<<<<

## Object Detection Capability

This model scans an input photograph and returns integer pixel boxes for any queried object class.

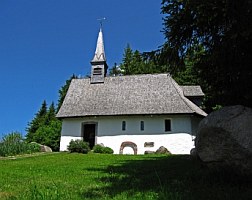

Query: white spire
[91,28,106,62]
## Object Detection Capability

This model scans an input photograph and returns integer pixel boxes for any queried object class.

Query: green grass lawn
[0,153,252,200]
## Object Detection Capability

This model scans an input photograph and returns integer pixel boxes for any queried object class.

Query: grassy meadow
[0,153,252,200]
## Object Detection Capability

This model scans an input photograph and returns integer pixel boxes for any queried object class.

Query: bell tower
[90,27,108,84]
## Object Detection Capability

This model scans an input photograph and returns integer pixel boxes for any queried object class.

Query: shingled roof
[180,85,204,97]
[57,74,206,118]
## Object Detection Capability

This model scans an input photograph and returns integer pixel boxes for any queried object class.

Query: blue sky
[0,0,165,136]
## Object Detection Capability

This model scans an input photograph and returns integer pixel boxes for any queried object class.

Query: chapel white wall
[60,115,197,154]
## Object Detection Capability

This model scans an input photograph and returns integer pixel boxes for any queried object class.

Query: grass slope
[0,153,252,200]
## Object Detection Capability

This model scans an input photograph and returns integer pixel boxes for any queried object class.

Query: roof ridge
[170,77,207,116]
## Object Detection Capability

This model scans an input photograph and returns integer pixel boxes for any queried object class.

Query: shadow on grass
[81,155,252,200]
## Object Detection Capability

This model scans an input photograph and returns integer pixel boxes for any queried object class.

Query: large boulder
[156,146,171,154]
[195,105,252,174]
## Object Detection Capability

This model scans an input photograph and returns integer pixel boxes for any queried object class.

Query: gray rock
[195,105,252,174]
[144,151,156,154]
[156,146,171,154]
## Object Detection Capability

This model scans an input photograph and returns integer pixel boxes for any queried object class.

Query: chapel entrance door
[83,124,96,149]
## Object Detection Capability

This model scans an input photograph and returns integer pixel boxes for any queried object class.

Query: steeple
[91,28,106,62]
[91,27,108,83]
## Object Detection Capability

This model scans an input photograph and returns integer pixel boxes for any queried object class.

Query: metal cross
[97,17,106,28]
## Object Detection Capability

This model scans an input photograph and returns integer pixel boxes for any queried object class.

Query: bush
[0,132,40,156]
[93,144,114,154]
[67,140,90,154]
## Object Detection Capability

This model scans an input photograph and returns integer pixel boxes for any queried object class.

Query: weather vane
[97,17,106,28]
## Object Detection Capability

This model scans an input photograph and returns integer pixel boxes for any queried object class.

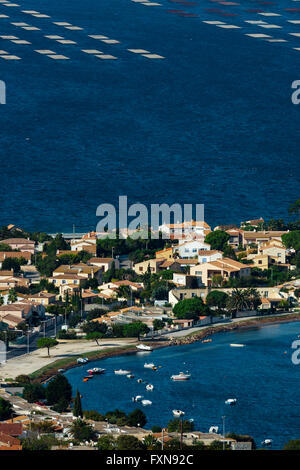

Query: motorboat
[142,400,152,406]
[136,344,153,351]
[208,426,219,434]
[144,362,155,369]
[132,395,143,402]
[261,439,273,446]
[77,357,89,364]
[172,410,185,418]
[225,398,237,406]
[88,367,105,375]
[171,372,191,380]
[114,369,131,375]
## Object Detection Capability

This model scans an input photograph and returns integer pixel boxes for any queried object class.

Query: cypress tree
[73,389,83,418]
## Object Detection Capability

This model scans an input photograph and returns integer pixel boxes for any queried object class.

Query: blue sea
[0,0,300,232]
[65,322,300,449]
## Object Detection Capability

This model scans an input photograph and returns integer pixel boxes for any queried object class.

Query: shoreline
[29,312,300,383]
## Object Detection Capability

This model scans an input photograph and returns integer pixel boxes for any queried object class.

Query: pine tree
[73,389,83,418]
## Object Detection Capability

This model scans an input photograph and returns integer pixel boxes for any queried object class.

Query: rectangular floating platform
[47,54,70,60]
[11,39,31,44]
[142,54,164,59]
[127,49,150,54]
[0,55,21,60]
[57,39,77,44]
[102,39,120,44]
[216,24,241,29]
[35,49,56,55]
[246,33,272,38]
[95,54,118,60]
[81,49,103,54]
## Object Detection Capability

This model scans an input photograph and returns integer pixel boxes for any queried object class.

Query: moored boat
[171,372,191,380]
[142,400,152,406]
[114,369,131,375]
[88,367,105,375]
[136,344,153,351]
[172,410,185,418]
[225,398,237,406]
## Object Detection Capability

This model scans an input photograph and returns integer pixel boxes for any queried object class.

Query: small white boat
[132,395,143,402]
[77,357,89,364]
[172,410,185,418]
[88,367,105,375]
[136,344,153,351]
[261,439,273,446]
[208,426,219,434]
[144,362,155,369]
[142,400,152,406]
[114,369,131,375]
[225,398,237,406]
[171,372,191,380]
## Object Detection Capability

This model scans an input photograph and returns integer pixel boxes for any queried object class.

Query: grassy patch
[30,345,136,381]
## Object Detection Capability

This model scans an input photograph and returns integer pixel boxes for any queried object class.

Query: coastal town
[0,200,300,450]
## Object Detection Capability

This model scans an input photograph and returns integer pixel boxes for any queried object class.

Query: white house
[173,240,210,259]
[198,250,223,264]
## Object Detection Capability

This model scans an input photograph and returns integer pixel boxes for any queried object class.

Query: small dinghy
[208,426,219,434]
[261,439,273,446]
[132,395,143,402]
[172,410,185,418]
[225,398,237,406]
[142,400,152,406]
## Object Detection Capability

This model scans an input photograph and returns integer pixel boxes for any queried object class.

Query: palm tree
[226,287,249,318]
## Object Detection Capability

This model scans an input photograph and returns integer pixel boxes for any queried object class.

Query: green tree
[71,419,96,441]
[37,338,58,356]
[205,230,230,251]
[168,418,194,432]
[23,383,45,403]
[86,331,105,346]
[127,408,147,428]
[116,435,145,450]
[0,397,13,421]
[153,318,165,331]
[46,375,72,405]
[97,434,116,450]
[206,290,228,310]
[73,389,83,418]
[8,289,18,303]
[173,297,209,320]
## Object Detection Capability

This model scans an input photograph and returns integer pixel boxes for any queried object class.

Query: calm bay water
[66,322,300,449]
[0,0,300,231]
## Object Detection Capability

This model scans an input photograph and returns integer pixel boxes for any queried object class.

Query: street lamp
[222,416,226,450]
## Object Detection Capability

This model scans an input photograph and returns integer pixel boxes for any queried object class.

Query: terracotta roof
[88,257,114,263]
[1,238,35,245]
[0,423,23,437]
[0,432,21,446]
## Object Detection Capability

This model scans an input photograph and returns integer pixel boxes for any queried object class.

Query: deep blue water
[0,0,300,231]
[66,322,300,449]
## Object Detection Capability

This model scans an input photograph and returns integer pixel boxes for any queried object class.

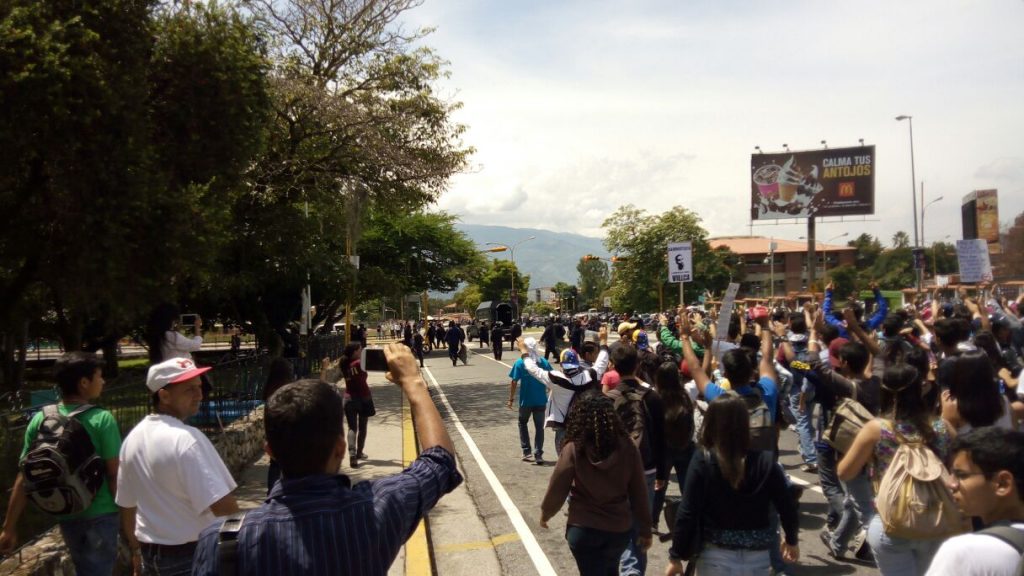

>>>>

→ PROBLEM
Repeat the rows from the start through the line containing "[57,74,206,118]" with "photograph" replaced by "image" and nothing else changed. Leave the pictures out.

→ IN RESPONSE
## Object Detection Capability

This model scans an input image and returns integer pixel boxes for any queried object class.


Query: white spire
[91,28,106,62]
## Object Detection Capability

This model scans an input image and returns integer pixel boxes for any queried object class.

Query: green grass lawn
[0,153,252,200]
## Object Detection Capability

This model scans an input image and returns integer pixel boxes for any queried object class.

Query: grassy meadow
[0,153,252,200]
## Object Detection Capability

This model scans an input image and returns integer pixel boxes for any queried object class.

Query: bell tower
[90,27,108,84]
## Object Detection Capability

This model scans an input image and returns integer pixel boxes for any queried object class.

Query: shingled roof
[180,85,204,97]
[57,74,206,118]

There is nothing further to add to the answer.